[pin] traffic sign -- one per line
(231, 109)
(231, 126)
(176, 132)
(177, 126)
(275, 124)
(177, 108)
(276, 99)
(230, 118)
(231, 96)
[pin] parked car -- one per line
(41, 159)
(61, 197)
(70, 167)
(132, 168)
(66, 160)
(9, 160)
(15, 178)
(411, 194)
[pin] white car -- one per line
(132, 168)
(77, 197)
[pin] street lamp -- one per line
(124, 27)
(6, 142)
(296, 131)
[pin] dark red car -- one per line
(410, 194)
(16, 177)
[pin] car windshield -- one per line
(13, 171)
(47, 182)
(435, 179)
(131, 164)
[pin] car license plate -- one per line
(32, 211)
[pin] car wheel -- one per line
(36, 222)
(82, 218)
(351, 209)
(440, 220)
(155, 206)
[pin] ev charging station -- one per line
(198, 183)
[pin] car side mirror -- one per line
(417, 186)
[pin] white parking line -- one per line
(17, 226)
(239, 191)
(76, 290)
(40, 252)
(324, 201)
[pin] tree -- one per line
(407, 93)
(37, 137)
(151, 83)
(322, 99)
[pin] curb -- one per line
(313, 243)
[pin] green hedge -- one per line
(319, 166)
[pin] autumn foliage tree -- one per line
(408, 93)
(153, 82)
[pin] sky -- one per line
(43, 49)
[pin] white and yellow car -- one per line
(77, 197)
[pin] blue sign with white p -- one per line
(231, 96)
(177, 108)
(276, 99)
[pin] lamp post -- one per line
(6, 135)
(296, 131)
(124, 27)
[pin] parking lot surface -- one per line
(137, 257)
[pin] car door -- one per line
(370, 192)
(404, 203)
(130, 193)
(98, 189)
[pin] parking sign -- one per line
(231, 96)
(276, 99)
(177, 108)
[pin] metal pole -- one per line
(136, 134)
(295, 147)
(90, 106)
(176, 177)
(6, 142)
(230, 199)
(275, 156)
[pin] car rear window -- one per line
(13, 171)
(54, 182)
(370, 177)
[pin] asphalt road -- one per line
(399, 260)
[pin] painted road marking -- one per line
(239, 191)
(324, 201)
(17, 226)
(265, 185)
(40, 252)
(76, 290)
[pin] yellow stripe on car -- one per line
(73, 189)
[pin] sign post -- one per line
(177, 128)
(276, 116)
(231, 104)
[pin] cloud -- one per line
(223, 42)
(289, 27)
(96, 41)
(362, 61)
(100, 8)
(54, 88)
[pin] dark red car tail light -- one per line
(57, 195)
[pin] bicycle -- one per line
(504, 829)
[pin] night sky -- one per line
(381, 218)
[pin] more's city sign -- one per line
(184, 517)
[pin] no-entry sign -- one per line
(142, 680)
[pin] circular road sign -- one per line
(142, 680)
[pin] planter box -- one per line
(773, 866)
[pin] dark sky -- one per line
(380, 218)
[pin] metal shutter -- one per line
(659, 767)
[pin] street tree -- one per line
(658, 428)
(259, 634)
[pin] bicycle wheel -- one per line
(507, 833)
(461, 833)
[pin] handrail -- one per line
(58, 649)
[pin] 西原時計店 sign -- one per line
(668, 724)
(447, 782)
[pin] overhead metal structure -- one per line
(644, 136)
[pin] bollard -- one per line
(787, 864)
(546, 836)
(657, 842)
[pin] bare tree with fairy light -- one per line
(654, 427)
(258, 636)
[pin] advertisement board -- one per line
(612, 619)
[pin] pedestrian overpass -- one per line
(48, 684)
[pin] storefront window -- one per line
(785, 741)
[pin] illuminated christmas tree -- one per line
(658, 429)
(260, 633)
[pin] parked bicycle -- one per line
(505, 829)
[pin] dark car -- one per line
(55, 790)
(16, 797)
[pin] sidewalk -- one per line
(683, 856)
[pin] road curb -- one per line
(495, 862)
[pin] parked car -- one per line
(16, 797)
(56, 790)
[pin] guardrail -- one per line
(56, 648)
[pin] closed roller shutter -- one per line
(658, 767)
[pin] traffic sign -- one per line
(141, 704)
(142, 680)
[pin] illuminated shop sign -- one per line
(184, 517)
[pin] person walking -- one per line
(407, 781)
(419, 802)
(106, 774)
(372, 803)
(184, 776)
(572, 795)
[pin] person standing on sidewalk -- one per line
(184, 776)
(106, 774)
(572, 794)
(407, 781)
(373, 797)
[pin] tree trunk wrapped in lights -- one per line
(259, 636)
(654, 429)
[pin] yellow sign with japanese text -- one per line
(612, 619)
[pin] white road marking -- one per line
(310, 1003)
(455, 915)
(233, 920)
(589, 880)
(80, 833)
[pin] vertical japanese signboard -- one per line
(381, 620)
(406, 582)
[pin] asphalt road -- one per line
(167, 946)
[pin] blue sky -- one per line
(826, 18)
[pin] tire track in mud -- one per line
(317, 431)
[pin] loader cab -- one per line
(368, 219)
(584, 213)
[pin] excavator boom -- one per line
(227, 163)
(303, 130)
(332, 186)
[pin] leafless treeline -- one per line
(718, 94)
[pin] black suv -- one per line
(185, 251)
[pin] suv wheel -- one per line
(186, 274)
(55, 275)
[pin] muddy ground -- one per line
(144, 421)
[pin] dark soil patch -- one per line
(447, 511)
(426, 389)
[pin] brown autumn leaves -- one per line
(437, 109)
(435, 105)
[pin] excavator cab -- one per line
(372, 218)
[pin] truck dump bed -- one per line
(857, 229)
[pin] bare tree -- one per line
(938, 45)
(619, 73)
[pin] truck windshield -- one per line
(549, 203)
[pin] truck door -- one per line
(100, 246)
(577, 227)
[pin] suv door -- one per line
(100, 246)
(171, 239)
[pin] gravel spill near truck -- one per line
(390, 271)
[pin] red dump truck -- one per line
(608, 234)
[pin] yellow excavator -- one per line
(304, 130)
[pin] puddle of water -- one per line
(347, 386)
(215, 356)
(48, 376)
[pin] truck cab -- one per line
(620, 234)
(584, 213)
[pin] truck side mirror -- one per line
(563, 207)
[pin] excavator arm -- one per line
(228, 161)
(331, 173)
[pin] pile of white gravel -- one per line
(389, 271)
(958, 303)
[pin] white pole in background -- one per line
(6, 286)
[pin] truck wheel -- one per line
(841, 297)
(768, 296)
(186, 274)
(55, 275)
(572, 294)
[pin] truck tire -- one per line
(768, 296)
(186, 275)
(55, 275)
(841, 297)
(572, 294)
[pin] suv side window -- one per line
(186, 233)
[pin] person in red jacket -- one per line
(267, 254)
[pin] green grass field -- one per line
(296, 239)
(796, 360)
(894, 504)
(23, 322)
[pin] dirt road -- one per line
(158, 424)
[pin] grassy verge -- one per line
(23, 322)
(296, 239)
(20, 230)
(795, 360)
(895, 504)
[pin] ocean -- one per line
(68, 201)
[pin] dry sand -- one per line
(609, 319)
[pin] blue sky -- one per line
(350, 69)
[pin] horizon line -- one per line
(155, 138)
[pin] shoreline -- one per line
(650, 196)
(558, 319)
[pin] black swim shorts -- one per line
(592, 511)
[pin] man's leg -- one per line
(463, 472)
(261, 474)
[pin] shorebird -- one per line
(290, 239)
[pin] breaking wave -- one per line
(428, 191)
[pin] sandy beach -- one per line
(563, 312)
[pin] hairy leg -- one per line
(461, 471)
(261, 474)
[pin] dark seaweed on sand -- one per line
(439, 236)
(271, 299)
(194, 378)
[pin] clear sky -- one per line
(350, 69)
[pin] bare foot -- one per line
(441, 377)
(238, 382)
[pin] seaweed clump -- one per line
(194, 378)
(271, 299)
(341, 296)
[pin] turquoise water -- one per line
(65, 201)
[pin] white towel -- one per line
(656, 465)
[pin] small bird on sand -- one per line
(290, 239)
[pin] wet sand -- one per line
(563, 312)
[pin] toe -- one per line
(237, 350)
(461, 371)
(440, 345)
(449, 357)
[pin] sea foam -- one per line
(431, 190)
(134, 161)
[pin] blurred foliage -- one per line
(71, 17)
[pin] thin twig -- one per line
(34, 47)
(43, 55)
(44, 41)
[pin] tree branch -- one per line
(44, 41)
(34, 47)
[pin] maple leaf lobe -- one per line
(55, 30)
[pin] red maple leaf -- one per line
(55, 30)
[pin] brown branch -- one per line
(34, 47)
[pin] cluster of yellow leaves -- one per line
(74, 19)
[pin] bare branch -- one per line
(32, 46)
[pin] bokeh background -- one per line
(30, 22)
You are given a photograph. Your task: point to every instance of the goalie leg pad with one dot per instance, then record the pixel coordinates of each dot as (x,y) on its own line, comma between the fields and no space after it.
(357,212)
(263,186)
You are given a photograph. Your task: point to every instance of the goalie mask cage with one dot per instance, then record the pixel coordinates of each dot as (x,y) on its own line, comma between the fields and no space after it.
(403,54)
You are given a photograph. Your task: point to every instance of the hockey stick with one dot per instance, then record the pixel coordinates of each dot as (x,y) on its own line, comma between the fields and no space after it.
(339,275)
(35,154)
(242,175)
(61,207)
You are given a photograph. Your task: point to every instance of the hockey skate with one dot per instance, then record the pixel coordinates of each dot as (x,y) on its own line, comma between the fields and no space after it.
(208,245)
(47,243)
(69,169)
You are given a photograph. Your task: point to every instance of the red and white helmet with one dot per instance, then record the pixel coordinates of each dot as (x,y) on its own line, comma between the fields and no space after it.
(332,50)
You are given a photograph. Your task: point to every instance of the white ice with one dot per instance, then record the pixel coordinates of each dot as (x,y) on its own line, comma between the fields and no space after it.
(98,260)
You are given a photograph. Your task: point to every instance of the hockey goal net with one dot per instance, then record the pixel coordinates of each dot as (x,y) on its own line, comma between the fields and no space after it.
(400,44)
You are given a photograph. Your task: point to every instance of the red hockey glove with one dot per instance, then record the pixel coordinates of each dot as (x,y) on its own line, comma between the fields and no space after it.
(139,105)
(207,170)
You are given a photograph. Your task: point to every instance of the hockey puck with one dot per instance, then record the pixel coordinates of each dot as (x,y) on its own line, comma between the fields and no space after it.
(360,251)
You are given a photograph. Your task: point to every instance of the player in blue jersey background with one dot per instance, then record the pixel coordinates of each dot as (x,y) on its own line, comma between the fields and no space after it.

= = = = =

» **Do this**: Using the records above, please retype only the run of lines from the line holding "the hockey skate" through the last line, both ends included.

» **Response**:
You are given a photograph. Your task: point to every instance of the hockey skate with one dot per instance, then record the pixel coordinates of each dot as (x,y) on its own line, comma between the fields and no space after it.
(208,245)
(47,243)
(69,169)
You are given a photograph. Your task: point to every instance of the red and white helmet with one dot per instance, then record the pixel coordinates of each dot as (x,y) on its own line, comma between the fields and no space after it.
(332,50)
You are given a photograph. Your task: point to every instance of the white ice with one dot per instance, then record the pixel coordinates of each dot as (x,y) on its own line, comma between the fields and no space after it.
(98,260)
You are given a photograph. Your task: point to every instance of the hockey goal net with one dot per instance, then record the pixel coordinates of each dot as (x,y) on its own line, comma between the fields and no space after it.
(400,44)
You are given a photograph. Your task: point to every instance of the red hockey glove with one dot per instance, then record the pixel coordinates of each dot as (x,y) on its own line, comma between the fields and no space after it.
(139,105)
(207,170)
You are given a photograph. Your task: point to every instance of the hockey puck with one dot per instance, then record the pixel coordinates of each dot as (x,y) on its own line, comma between the fields and no space after it.
(360,251)
You are given a photograph. Your task: point to every instance of the player in blue jersey background with one dot per instance, then record the pixel coordinates of each dot as (x,y) on its own line, comma between the fields and no space after it.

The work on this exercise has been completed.